PROVIDED PASSAGE:
“Be glad of your many sisters”; the insular and the exceptional in Wonder Woman: The Circle

A couple of months ago, I reached out to Osvaldo Oyola of The Middle Spaces about the possibility of a collaboration. After many edits and drafts, I’m proud to display the introduction of the finished article on Gail Simone and the Dodson’s Wonder Woman: The Circle, the full version of which can be found on his site.

In both publication and fiction, Wonder Woman’s creation is unique.

#15-WW shining costume

In 1941, following an interview in The Family Circle expressing the untapped “great educational potential“ of comic books, psychologist, feminist and polygamist W.M. Marston, along with artist, Harry Peter, established the iconic superheroine (assisted by Marston’s wife Elizabeth Holloway Marston and the pair’s mutual lover Olive Byrne) in All-Star Comics #8. Yet despite the bold declaration Wonder Woman’s first appearance made against a male-dominated genre, the development of her character’s fictional origins are quite staggered. Within All-Star Comics #8, she is simply the Amazon’s Princess, unique by hierarchy but not biology. In Wonder Woman #1 (June 1942) her origin of being born from clay was introduced, but it was not until Wonder Woman #105 (1958) that her powers were depicted as a blessing from the gods. A more cohesive origin was granted by George Pérez in Wonder Woman #1 (vol. 2, 1987), solidifying the origins of both Wonder Woman and her Amazonian society. That is, until her clay origins were eradicated completely in DC Comics’ 2011 company-wide New 52 Reboot. All this is to demonstrate few heroes have had their minutiae reworked as much as Wonder Woman (including a brief stint without powers or a superhero identity, just a woman in white pantsuit who know karate). These reconstructions are important for a character as symbolic as Wonder Woman. They show how she has alternate been made to fall in line with or resist patriarchal notions power and legitimacy. She is emblematic of the unique and radical concepts her all-female Amazonian society embodies, but her origins also mark her as separate from it. Through her immaculate conception at the behest of exclusively women, Diana is both “of” women and “distinct from” ordinary women. She is both “Woman” and “Wonder” incarnate. Most superhero origins occur within the lead character’s life. Generally, they begin as ordinary people, but then through accident (Spider-Man), or puberty (Superman), or destiny (Captain Britain), they become something extraordinary. But for Wonder Woman, her origin comes not only from birth, but from the very act of birth itself. Her mere existence is miraculous.

DATA EXTRACTS:
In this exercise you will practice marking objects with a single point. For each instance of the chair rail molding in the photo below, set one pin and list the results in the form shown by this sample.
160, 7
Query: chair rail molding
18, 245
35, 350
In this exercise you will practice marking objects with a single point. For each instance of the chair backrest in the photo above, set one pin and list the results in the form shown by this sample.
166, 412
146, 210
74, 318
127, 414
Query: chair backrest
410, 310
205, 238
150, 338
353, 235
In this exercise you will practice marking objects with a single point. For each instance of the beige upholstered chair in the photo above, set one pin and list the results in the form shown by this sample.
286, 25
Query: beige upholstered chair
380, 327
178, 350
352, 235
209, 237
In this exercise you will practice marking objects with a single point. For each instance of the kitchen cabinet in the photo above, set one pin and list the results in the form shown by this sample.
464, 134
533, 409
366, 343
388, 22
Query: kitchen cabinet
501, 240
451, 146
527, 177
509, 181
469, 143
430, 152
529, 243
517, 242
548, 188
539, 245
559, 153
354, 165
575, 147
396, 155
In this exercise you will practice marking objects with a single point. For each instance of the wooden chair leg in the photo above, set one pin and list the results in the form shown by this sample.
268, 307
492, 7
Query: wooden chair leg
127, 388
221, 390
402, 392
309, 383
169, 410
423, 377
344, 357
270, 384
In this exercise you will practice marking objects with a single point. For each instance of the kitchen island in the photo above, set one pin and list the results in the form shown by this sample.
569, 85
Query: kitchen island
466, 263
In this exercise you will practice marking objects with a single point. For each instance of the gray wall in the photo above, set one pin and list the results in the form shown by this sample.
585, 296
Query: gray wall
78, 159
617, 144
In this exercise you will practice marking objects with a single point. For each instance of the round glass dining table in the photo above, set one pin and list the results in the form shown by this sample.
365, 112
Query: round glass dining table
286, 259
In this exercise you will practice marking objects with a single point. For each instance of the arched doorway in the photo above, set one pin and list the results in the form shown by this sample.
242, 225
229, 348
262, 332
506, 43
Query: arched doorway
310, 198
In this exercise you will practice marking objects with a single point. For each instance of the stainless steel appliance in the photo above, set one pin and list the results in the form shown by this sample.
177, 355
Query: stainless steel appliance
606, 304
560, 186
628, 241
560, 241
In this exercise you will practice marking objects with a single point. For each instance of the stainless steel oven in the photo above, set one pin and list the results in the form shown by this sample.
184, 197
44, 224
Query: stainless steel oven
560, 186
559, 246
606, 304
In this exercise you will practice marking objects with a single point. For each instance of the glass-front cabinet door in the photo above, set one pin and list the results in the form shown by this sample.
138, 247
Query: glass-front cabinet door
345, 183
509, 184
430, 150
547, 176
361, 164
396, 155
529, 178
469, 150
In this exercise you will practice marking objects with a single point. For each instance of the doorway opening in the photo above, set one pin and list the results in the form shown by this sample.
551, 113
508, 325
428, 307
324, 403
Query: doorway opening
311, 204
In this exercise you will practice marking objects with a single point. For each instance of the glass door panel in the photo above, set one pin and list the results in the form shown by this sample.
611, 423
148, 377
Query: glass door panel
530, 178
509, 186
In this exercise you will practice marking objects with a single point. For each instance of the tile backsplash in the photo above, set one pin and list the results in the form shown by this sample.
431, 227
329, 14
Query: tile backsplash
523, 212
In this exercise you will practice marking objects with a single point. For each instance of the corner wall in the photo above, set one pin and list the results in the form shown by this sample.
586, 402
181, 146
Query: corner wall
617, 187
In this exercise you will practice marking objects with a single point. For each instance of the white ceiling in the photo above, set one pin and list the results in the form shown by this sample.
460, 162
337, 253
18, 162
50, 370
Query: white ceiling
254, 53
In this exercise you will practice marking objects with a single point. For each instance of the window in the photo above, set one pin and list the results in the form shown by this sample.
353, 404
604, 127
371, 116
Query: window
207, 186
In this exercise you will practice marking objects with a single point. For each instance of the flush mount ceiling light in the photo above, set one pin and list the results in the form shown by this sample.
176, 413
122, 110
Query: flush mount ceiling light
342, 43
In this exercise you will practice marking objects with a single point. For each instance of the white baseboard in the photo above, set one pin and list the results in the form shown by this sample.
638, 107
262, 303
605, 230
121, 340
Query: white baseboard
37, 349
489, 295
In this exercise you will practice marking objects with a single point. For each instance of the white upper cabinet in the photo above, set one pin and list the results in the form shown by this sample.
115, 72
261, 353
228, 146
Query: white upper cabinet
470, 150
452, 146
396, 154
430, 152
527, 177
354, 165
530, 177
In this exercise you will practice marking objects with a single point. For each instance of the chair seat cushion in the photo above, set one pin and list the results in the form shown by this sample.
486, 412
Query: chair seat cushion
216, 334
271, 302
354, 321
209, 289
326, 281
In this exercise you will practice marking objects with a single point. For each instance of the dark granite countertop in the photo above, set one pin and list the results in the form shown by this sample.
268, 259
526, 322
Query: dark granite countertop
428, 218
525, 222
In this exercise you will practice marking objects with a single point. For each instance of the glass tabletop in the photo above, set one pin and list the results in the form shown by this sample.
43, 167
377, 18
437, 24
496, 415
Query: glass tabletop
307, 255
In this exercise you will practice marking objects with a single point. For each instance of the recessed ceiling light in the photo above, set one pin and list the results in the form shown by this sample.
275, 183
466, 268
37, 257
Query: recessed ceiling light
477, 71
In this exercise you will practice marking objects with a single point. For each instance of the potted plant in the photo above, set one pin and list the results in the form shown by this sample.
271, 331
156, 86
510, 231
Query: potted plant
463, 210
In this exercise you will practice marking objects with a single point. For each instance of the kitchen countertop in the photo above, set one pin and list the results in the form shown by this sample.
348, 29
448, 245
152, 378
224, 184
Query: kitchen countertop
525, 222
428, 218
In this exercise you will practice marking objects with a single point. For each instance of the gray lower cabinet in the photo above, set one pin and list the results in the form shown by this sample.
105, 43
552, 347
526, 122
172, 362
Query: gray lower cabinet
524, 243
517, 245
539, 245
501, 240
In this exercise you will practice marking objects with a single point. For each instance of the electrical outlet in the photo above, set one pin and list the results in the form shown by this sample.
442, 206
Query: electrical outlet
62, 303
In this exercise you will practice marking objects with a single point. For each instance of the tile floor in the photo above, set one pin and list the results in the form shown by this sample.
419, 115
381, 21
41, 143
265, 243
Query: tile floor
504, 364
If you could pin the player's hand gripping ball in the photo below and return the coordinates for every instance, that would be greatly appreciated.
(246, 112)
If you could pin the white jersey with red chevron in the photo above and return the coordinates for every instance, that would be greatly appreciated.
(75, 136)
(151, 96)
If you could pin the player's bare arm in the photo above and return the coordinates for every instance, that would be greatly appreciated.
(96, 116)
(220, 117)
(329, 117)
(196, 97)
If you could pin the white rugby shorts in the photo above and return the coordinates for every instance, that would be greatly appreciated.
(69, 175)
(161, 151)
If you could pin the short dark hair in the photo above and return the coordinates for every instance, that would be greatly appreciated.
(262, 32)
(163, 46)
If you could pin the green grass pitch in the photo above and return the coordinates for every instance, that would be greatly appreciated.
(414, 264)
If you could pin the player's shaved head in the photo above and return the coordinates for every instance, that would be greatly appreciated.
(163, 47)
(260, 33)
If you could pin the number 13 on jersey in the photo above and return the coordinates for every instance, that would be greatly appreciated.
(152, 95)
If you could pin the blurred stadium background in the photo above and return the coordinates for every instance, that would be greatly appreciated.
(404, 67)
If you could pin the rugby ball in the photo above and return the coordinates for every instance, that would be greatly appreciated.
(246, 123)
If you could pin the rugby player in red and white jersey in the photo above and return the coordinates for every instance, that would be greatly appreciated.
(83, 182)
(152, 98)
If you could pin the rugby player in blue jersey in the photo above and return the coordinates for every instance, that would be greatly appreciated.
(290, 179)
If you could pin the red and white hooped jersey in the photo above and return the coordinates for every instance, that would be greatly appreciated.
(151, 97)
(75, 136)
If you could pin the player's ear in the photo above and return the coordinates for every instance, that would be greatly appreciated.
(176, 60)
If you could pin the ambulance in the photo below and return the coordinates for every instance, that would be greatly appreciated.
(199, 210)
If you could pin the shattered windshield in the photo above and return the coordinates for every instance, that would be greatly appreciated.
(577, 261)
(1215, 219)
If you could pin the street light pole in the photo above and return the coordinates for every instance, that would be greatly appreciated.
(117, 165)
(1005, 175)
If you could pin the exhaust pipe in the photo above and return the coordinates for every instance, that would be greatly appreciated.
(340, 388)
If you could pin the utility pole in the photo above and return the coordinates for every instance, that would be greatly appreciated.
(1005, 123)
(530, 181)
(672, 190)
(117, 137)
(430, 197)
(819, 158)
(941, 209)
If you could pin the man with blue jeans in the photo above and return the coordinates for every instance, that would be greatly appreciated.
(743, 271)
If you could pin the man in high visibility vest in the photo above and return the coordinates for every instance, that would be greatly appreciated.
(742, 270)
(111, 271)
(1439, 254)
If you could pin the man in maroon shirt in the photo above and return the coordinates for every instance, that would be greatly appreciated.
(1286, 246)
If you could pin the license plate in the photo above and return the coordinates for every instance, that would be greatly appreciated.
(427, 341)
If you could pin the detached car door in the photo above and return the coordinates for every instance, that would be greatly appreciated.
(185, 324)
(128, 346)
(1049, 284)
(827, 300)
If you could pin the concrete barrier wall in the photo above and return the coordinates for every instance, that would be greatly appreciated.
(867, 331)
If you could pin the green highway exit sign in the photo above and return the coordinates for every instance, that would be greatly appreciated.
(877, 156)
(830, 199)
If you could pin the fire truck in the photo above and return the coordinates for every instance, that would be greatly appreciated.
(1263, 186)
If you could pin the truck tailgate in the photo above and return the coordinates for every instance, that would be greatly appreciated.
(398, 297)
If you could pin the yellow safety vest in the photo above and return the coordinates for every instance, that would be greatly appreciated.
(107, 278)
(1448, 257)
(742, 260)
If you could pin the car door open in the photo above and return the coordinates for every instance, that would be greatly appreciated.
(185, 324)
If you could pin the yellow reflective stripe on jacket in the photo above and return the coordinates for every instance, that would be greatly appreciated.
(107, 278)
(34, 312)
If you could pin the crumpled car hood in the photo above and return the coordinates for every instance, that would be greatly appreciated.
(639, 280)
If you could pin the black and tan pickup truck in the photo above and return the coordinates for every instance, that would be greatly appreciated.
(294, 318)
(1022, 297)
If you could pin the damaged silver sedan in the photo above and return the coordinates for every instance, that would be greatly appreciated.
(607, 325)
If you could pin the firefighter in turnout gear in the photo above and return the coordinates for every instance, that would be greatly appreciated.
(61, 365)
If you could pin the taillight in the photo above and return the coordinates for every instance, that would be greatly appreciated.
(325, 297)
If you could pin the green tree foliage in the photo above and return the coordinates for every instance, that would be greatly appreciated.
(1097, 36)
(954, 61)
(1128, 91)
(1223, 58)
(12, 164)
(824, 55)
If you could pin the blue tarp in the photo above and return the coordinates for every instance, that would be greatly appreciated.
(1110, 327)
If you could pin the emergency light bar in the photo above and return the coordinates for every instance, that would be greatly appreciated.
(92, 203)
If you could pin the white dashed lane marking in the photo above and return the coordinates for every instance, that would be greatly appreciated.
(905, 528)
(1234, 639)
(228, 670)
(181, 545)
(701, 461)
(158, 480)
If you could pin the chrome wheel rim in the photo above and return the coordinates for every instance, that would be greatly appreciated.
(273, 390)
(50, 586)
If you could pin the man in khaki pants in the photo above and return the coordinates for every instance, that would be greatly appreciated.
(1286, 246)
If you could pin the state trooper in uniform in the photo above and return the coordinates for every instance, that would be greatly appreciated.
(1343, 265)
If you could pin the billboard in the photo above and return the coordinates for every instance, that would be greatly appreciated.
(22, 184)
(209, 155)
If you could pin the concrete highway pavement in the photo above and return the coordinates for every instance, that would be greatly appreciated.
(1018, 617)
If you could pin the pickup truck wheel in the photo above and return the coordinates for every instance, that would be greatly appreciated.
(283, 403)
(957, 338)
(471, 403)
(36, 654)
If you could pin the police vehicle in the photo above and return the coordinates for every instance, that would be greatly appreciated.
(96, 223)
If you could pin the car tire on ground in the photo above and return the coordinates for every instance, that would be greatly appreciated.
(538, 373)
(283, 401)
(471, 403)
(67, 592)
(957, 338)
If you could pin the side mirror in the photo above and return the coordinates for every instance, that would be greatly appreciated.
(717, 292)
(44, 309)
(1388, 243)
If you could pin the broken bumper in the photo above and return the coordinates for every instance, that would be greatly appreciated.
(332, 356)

REQUIRED WORK:
(a) Name every comic book issue cited by number in the paragraph of the Wonder Woman article that begins "In 1941".
(b) Copy the Wonder Woman article word for word, from "A couple of" up to and including "creation is unique.".

SOLVED PROBLEMS:
(a)
- All-Star Comics #8
- Wonder Woman #1 (June 1942)
- Wonder Woman #105 (1958)
- Wonder Woman #1 (vol. 2, 1987)

(b)
A couple of months ago, I reached out to Osvaldo Oyola of The Middle Spaces about the possibility of a collaboration. After many edits and drafts, I’m proud to display the introduction of the finished article on Gail Simone and the Dodson’s Wonder Woman: The Circle, the full version of which can be found on his site.

In both publication and fiction, Wonder Woman’s creation is unique.